#### WRITTEN PROBLEM A:
According to the forum post, how did Allstate and State Farm get in touch with the husband?
#### WRITTEN PROBLEM B:
Summarize the forum post in two sentences.

Allstate V State Farm - Worried Wife

holly_sue

New Member
7
Hello! My husband left his upper management bank job after 34 years. Now he is in touch with both Allstate and State Farm - both that have contacted him through LinkedIn regarding opening an office. My questions are:
Is one company better than the other?
If he does should he start his own or take over existing (buy the book)
How much $ are we talking if he starts his own over buying in existing.
Obviously I am concerned. We are older (over55) and we have $ but I worry that if we spend it we won't get it back anytime soon or in our lifetime. We have no kids. Thank you all so much for your help in this. God Bless.
 
I thought this posted but I am new and do not see it so here it goes again.
My husband left his 34 year banking career. Both Allstate and State Farm have contacted him through LinkedIn regarding opening a branch. My questions are:
1. Allstate v State Farm - which is a better company to work for in this capacity?
2. New branch v Existing branch - how much for each and which is better considering:
We are older (over 55). We can wait a bit for a return but not a long, long time. Which brings me to my last question:
3. Do either of these companies pay you or is it all on you? Signing bonus?

#### LISTING:
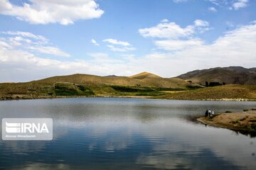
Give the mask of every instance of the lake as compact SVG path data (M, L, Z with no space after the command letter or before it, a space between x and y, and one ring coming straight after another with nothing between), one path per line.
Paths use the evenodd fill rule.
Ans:
M206 109L223 113L252 108L256 102L0 101L1 119L53 120L51 141L0 140L0 169L256 169L256 138L193 120Z

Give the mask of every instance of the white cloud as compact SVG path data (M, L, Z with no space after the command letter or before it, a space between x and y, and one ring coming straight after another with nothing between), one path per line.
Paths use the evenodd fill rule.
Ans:
M110 43L114 44L114 45L123 45L123 46L130 46L131 45L128 42L119 41L119 40L112 39L112 38L103 40L102 41L107 42L110 42Z
M249 0L236 0L233 4L232 4L232 9L238 10L241 8L245 8L247 6L247 4L249 3Z
M48 40L42 35L36 35L29 32L22 32L22 31L4 31L4 34L13 35L19 35L24 38L31 38L38 40L48 41Z
M59 48L50 46L48 40L42 35L21 31L6 31L2 32L2 33L9 36L3 40L8 42L12 48L19 47L22 50L29 50L32 52L43 54L70 57L70 55L62 51Z
M209 30L208 23L202 20L196 20L194 25L189 25L185 28L181 28L176 23L160 23L157 26L142 28L139 33L144 37L151 37L159 38L176 39L180 38L187 38L196 33L201 33Z
M95 0L31 0L22 6L0 0L0 13L16 17L32 24L73 23L78 20L100 18L104 11Z
M203 43L199 39L197 43L191 42L185 48L183 47L183 42L178 42L180 46L177 43L175 45L181 50L174 52L172 49L171 52L168 50L173 45L169 46L165 44L161 47L166 51L161 52L154 52L136 57L130 56L129 60L125 57L117 60L104 53L91 54L95 57L87 61L39 57L26 49L16 48L9 44L7 39L0 38L0 79L1 81L28 81L74 73L129 76L143 71L164 77L171 77L188 71L209 67L230 65L255 67L256 22L240 26L223 35L213 43ZM183 40L191 42L191 40L195 38ZM159 40L154 41L156 40ZM161 47L161 45L157 47Z
M168 23L169 20L168 19L163 19L162 21L161 21L161 23Z
M95 45L100 45L100 44L98 42L97 42L97 41L95 40L94 40L94 39L91 40L91 42L92 44L94 44Z
M227 21L225 22L225 24L228 26L228 27L234 27L234 23L233 22L230 21Z
M173 0L174 2L178 4L178 3L181 3L181 2L186 2L188 0Z
M225 6L228 4L227 0L208 0L216 6Z
M28 47L28 48L33 51L39 52L41 53L53 55L56 56L62 56L62 57L70 57L70 54L61 51L58 47L50 47L50 46L31 46Z
M108 47L111 51L127 52L127 51L136 50L136 48L132 47L132 45L128 42L120 41L112 38L103 40L102 41L111 44L107 45L107 47Z
M208 10L211 12L217 12L217 9L215 8L214 8L213 6L210 6L208 8Z
M108 57L108 55L106 53L102 53L102 52L92 52L92 53L88 53L88 55L92 57L95 57L95 58L105 58L105 57Z
M110 50L114 52L127 52L127 51L136 50L135 47L117 47L112 45L107 45L107 47L108 47L110 49Z
M203 41L200 39L190 39L186 40L156 40L154 43L158 47L166 51L176 51L184 50L186 48L201 45L203 44Z

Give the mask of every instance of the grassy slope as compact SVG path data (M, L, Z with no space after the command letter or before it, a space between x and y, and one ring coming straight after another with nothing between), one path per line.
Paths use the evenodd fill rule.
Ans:
M213 118L201 117L197 120L208 125L238 130L256 136L256 110L217 114Z
M92 95L145 96L186 100L256 99L256 85L226 85L193 89L195 84L177 78L161 78L150 73L139 74L134 77L77 74L26 83L4 83L0 84L0 99L1 97L6 98L6 96L11 99Z
M225 85L193 91L170 93L159 98L200 100L223 98L256 99L256 85Z
M140 79L127 76L73 74L26 83L0 84L0 97L30 98L55 96L158 96L166 89L185 89L179 79L164 79L147 73ZM18 97L17 97L18 96Z

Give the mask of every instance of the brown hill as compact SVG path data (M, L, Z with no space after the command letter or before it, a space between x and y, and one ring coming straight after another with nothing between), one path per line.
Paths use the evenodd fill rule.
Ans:
M216 67L189 72L177 78L203 85L206 81L225 82L226 84L256 84L256 68Z
M149 73L149 72L141 72L139 74L133 75L133 76L130 76L130 78L133 78L133 79L144 79L145 78L154 78L154 79L160 79L162 78L158 75L154 74L152 73Z

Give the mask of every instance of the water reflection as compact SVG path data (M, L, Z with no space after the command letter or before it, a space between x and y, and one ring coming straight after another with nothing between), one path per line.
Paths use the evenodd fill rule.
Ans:
M2 118L53 118L53 141L0 141L6 169L255 169L255 138L188 120L255 102L66 98L0 102Z

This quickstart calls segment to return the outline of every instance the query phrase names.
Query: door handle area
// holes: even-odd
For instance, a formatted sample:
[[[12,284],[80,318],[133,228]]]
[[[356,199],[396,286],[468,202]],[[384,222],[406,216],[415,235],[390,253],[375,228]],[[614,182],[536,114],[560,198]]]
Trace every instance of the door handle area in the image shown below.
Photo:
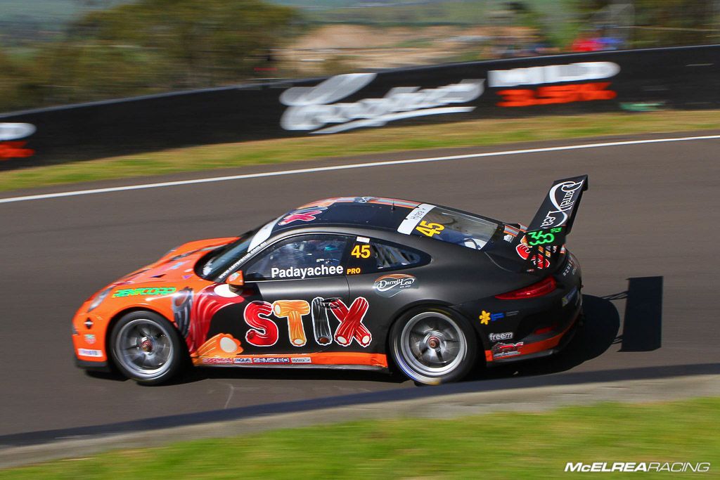
[[[320,302],[320,304],[325,308],[333,308],[333,309],[339,308],[339,305],[336,305],[333,302],[337,302],[338,300],[340,299],[341,299],[338,296],[329,299],[323,299],[323,301]]]

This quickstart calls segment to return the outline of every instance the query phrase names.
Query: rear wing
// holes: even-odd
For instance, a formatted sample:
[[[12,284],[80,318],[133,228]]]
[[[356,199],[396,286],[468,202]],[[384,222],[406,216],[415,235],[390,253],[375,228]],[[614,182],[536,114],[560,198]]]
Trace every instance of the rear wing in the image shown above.
[[[518,247],[526,250],[522,256],[526,254],[531,263],[529,271],[546,270],[554,263],[554,258],[562,252],[565,237],[572,228],[582,192],[587,189],[587,175],[553,182],[524,236],[517,237]]]

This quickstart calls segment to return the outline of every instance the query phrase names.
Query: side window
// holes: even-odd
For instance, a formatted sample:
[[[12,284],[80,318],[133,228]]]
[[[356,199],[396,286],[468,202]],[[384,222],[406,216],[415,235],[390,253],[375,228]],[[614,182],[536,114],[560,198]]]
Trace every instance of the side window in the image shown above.
[[[344,237],[312,235],[291,237],[260,252],[243,266],[248,280],[300,280],[344,275]]]
[[[351,244],[346,270],[348,275],[372,273],[418,266],[428,261],[428,255],[416,250],[394,243],[361,238]]]

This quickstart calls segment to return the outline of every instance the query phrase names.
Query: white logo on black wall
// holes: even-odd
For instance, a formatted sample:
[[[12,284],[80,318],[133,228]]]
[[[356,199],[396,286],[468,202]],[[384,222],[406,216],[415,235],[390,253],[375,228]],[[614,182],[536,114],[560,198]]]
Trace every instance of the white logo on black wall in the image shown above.
[[[337,103],[374,80],[375,73],[346,73],[328,78],[315,86],[294,86],[280,96],[288,106],[280,121],[286,130],[315,130],[337,133],[361,127],[379,127],[388,122],[414,117],[472,112],[467,104],[482,94],[485,80],[463,80],[436,89],[399,86],[379,99]],[[326,127],[328,124],[339,124]]]
[[[492,70],[487,75],[488,86],[508,88],[597,80],[619,72],[620,65],[613,62],[580,62]],[[472,112],[476,107],[462,104],[475,100],[485,89],[485,79],[472,78],[434,89],[397,86],[382,98],[339,101],[362,90],[377,76],[377,73],[346,73],[330,77],[315,86],[288,89],[280,95],[280,102],[288,107],[280,125],[286,130],[337,133],[362,127],[381,127],[388,122],[414,117]]]

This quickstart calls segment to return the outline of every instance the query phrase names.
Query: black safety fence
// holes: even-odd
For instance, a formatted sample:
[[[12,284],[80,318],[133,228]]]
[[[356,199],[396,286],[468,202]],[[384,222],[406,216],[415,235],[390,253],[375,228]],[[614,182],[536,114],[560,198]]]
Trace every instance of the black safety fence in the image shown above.
[[[11,112],[0,114],[0,169],[420,122],[718,108],[718,58],[720,45],[594,52]]]

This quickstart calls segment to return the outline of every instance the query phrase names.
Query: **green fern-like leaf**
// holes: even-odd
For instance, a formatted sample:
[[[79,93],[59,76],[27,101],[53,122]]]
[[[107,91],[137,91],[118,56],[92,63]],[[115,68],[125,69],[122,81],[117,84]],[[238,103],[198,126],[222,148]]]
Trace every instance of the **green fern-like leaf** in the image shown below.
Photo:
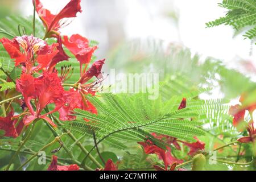
[[[247,31],[243,35],[245,37],[250,39],[253,39],[256,37],[255,0],[223,0],[221,3],[219,3],[219,6],[229,10],[226,16],[207,23],[207,27],[222,24],[228,24],[233,26],[237,32],[246,28]]]
[[[159,107],[163,105],[158,103],[162,102],[160,98],[150,100],[147,96],[146,94],[104,94],[101,100],[90,97],[88,99],[99,113],[75,109],[75,115],[90,121],[78,119],[67,123],[65,127],[72,127],[73,130],[81,134],[90,134],[93,131],[100,141],[110,139],[107,143],[115,145],[116,143],[112,142],[114,139],[136,142],[151,137],[151,140],[162,148],[166,144],[151,136],[150,133],[161,133],[188,141],[195,141],[193,136],[204,134],[196,127],[202,124],[196,119],[199,117],[197,113],[189,109],[177,110],[177,107],[173,110],[170,107],[168,112],[162,113]],[[191,118],[195,119],[191,121]]]

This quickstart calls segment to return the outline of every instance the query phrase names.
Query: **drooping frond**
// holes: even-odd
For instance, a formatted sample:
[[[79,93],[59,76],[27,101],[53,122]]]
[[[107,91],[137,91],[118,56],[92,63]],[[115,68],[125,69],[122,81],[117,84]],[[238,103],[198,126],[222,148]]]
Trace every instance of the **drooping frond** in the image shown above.
[[[12,15],[0,20],[0,38],[13,38],[15,36],[31,35],[33,33],[32,16],[27,18]],[[43,38],[44,30],[42,23],[36,19],[35,33],[37,37]]]
[[[224,24],[232,26],[236,30],[246,28],[247,30],[243,35],[245,37],[250,39],[256,37],[255,0],[223,0],[219,6],[229,11],[225,16],[207,23],[207,27]]]

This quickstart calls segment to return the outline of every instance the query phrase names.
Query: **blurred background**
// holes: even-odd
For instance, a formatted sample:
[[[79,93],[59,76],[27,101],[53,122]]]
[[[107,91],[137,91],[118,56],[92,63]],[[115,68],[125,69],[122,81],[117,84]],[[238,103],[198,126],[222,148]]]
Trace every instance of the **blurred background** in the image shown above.
[[[57,14],[69,0],[41,1],[52,13]],[[166,57],[161,60],[159,54],[173,56],[185,47],[189,53],[176,56],[177,64],[187,64],[184,59],[198,54],[199,63],[207,57],[214,57],[255,81],[255,46],[251,41],[244,40],[241,34],[235,35],[231,27],[205,28],[206,22],[225,15],[226,10],[218,7],[221,1],[81,0],[82,13],[79,13],[61,33],[80,34],[98,42],[96,54],[98,59],[106,59],[106,72],[117,68],[122,72],[160,72],[164,68],[155,68],[164,67],[158,61]],[[32,0],[0,0],[0,9],[1,18],[33,13]],[[149,66],[139,65],[145,65],[145,60]]]

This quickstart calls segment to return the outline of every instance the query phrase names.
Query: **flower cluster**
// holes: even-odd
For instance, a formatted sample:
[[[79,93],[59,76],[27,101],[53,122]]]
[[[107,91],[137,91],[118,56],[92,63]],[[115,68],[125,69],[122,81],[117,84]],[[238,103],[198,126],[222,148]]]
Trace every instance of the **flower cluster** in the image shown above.
[[[180,110],[184,109],[186,107],[186,98],[183,98],[180,106],[178,107],[178,109]],[[164,150],[154,144],[150,139],[147,139],[144,142],[138,142],[138,143],[143,147],[146,154],[156,154],[160,159],[163,160],[164,164],[164,168],[163,168],[157,165],[154,165],[155,168],[158,171],[168,171],[168,166],[170,166],[170,170],[172,171],[175,169],[177,164],[183,163],[183,161],[182,160],[176,159],[172,155],[171,149],[170,147],[171,145],[174,145],[177,150],[181,150],[181,148],[179,143],[183,143],[184,145],[187,146],[190,148],[190,151],[188,154],[191,156],[193,156],[199,151],[204,150],[205,143],[199,140],[196,137],[195,137],[195,138],[197,141],[191,143],[179,140],[176,138],[168,135],[158,135],[155,133],[152,133],[151,135],[151,136],[153,136],[155,138],[164,141],[169,145],[166,146],[166,150]],[[182,169],[179,169],[181,170]]]
[[[229,114],[233,117],[233,126],[240,131],[243,131],[246,129],[248,136],[241,137],[237,140],[241,143],[254,143],[256,139],[256,128],[255,128],[253,121],[253,112],[256,109],[256,103],[251,103],[251,101],[249,101],[249,95],[245,93],[242,94],[239,101],[241,104],[231,106],[229,109]],[[245,115],[246,111],[251,116],[251,120],[248,123],[245,121]]]
[[[40,0],[33,1],[36,12],[46,28],[43,39],[33,35],[17,36],[12,40],[0,39],[15,66],[21,68],[22,72],[15,80],[16,90],[22,94],[20,99],[23,112],[13,115],[11,112],[6,117],[0,118],[0,129],[5,131],[5,136],[16,137],[18,130],[23,126],[15,125],[18,119],[20,123],[27,126],[42,119],[53,127],[54,121],[48,115],[59,112],[61,121],[73,120],[72,114],[76,108],[97,113],[96,109],[86,98],[85,95],[93,96],[98,92],[98,85],[103,80],[101,69],[105,60],[93,63],[89,67],[92,56],[97,46],[90,47],[89,41],[79,34],[62,36],[60,30],[66,24],[67,19],[76,16],[81,12],[81,0],[71,0],[56,15],[43,7]],[[48,39],[55,40],[49,44]],[[56,64],[68,61],[69,57],[64,51],[65,46],[74,55],[80,64],[80,78],[72,85],[69,90],[64,89],[64,81],[71,77],[71,68],[61,67],[61,72],[56,68]],[[95,77],[94,81],[91,81]],[[89,83],[88,83],[89,82]],[[53,107],[49,105],[53,104]],[[16,114],[16,113],[15,113]],[[20,119],[19,119],[20,120]]]

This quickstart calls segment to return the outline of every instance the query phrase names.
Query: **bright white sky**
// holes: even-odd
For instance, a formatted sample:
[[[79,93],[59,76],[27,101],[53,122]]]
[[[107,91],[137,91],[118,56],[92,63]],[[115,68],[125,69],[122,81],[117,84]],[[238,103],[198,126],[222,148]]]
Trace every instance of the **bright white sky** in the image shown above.
[[[79,33],[87,36],[89,27],[86,27],[90,13],[89,3],[90,0],[82,0],[82,14],[74,19],[72,24],[62,30],[64,34]],[[94,0],[94,2],[100,0]],[[52,13],[59,11],[69,0],[42,0],[46,7]],[[104,2],[104,1],[100,1]],[[31,15],[33,7],[28,2],[23,0],[20,7],[26,15]],[[233,31],[228,26],[219,26],[212,28],[205,28],[205,22],[214,20],[225,14],[225,9],[218,7],[220,0],[109,0],[109,6],[112,3],[119,6],[120,10],[126,12],[123,16],[123,26],[125,35],[127,39],[134,38],[147,38],[148,36],[159,38],[166,42],[179,42],[177,28],[170,19],[164,16],[164,11],[175,9],[180,15],[179,29],[180,39],[184,45],[190,48],[193,52],[197,52],[203,57],[212,56],[220,59],[226,63],[230,62],[236,56],[250,60],[256,60],[255,48],[253,56],[249,56],[250,42],[243,40],[241,35],[233,38]],[[24,8],[24,7],[26,8]],[[93,10],[98,14],[108,16],[110,14],[114,19],[118,14],[113,12],[102,11],[93,7]],[[96,7],[97,9],[97,7]],[[99,7],[100,9],[100,7]],[[107,10],[107,9],[106,9]],[[116,17],[113,17],[116,16]],[[102,17],[99,16],[99,17]],[[91,17],[91,19],[100,18]],[[96,31],[99,39],[93,38],[101,42],[102,37],[101,31]],[[103,36],[104,37],[104,36]],[[106,36],[105,36],[106,37]],[[102,40],[102,41],[105,41]],[[253,61],[255,62],[255,61]]]

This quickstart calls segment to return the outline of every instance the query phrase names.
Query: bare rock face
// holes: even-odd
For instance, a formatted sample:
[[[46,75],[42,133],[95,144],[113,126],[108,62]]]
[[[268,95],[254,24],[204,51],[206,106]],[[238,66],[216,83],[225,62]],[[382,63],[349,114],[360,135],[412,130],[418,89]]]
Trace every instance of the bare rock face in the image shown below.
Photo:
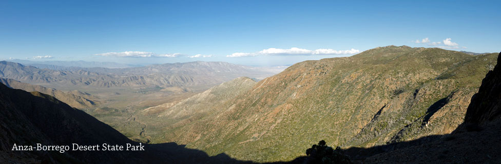
[[[501,61],[501,53],[497,62]],[[467,124],[482,124],[501,117],[501,66],[489,71],[478,93],[472,97],[465,117]]]

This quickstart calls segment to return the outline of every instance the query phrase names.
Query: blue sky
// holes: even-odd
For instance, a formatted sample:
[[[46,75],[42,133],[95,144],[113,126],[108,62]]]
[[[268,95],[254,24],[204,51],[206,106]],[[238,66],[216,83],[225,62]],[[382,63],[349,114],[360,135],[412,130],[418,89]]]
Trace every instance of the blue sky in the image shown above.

#### CORRECT OUTPUT A:
Both companies contacted him through LinkedIn.

#### CORRECT OUTPUT B:
After the writer's husband left a 34-year upper management banking career, both Allstate and State Farm contacted him through LinkedIn about opening an office. The writer, concerned because the couple is over 55, asks which company is better, whether a new office or an existing one is better and what each costs, and whether either company pays anything such as a signing bonus.